** start of Dataset records **

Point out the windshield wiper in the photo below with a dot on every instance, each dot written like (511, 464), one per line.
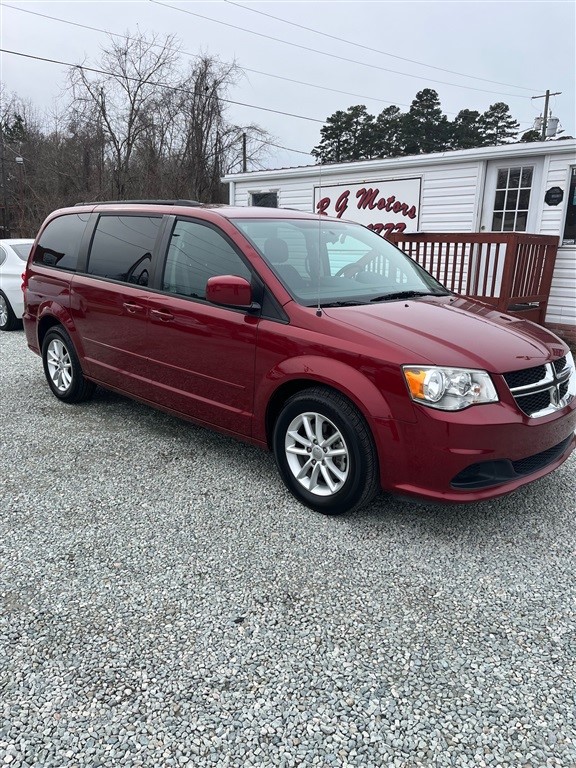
(407, 295)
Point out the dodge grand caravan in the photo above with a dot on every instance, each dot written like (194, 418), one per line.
(311, 336)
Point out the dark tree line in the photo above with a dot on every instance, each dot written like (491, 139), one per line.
(144, 127)
(357, 135)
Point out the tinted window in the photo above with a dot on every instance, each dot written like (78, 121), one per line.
(196, 253)
(122, 248)
(60, 242)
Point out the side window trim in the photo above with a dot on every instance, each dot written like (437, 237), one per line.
(165, 250)
(88, 240)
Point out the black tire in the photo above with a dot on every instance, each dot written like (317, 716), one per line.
(325, 452)
(62, 368)
(8, 320)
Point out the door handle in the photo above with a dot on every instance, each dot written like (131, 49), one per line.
(133, 308)
(163, 315)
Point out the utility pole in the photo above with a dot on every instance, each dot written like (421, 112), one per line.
(5, 210)
(546, 98)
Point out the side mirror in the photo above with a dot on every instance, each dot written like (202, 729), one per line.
(230, 291)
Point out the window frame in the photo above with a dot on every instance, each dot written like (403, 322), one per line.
(97, 217)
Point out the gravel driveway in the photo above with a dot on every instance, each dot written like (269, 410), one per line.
(165, 602)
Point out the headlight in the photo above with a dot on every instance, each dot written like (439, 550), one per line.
(449, 389)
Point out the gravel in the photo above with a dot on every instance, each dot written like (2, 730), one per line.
(166, 602)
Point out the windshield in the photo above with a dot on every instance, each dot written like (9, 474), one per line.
(336, 262)
(22, 250)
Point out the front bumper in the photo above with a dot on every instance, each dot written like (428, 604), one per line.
(480, 453)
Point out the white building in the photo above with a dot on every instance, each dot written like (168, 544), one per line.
(525, 187)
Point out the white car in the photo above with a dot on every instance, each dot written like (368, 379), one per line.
(13, 255)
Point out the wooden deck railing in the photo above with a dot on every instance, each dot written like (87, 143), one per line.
(510, 271)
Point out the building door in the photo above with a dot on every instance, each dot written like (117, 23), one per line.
(511, 195)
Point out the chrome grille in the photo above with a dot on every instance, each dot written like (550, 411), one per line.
(543, 389)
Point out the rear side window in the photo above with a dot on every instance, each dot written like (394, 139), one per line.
(122, 248)
(59, 244)
(198, 252)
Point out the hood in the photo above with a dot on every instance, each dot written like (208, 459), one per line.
(453, 332)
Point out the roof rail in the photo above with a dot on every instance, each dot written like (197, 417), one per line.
(192, 203)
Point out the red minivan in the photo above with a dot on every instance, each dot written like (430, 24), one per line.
(311, 336)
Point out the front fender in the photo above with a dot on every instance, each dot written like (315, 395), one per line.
(297, 373)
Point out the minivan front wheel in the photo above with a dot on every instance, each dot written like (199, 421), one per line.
(62, 368)
(325, 452)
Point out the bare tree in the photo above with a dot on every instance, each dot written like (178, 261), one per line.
(121, 102)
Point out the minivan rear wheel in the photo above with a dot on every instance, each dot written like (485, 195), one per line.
(325, 452)
(8, 320)
(62, 368)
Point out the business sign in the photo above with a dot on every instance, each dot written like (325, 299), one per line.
(384, 206)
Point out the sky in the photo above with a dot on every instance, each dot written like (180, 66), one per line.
(304, 60)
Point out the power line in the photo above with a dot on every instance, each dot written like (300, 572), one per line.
(375, 50)
(157, 85)
(195, 56)
(330, 55)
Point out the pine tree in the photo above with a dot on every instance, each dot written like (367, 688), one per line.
(425, 128)
(497, 124)
(346, 136)
(386, 136)
(466, 130)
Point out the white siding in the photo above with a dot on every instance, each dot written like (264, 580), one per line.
(562, 304)
(451, 197)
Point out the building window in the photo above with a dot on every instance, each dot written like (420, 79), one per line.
(265, 199)
(512, 199)
(570, 223)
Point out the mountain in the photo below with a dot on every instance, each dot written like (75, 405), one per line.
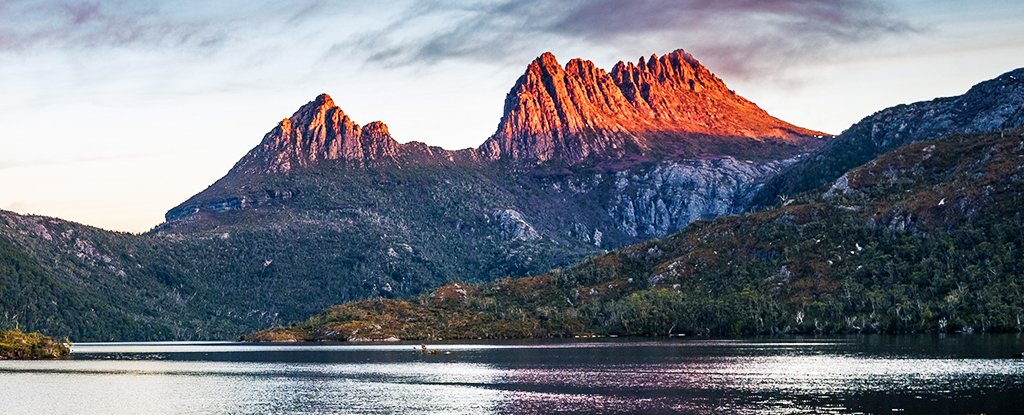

** end of Dataset records **

Instructions to follow:
From the material above, pull out every line containing the string "door", and treat uppercase and lowercase as different.

Written reply:
Point out the door handle in the photo above with a dot on every instance, each dot written like (131, 49), one per line.
Point out the building door in the photo above with a dot on every instance, each dot written like (117, 23), one per line.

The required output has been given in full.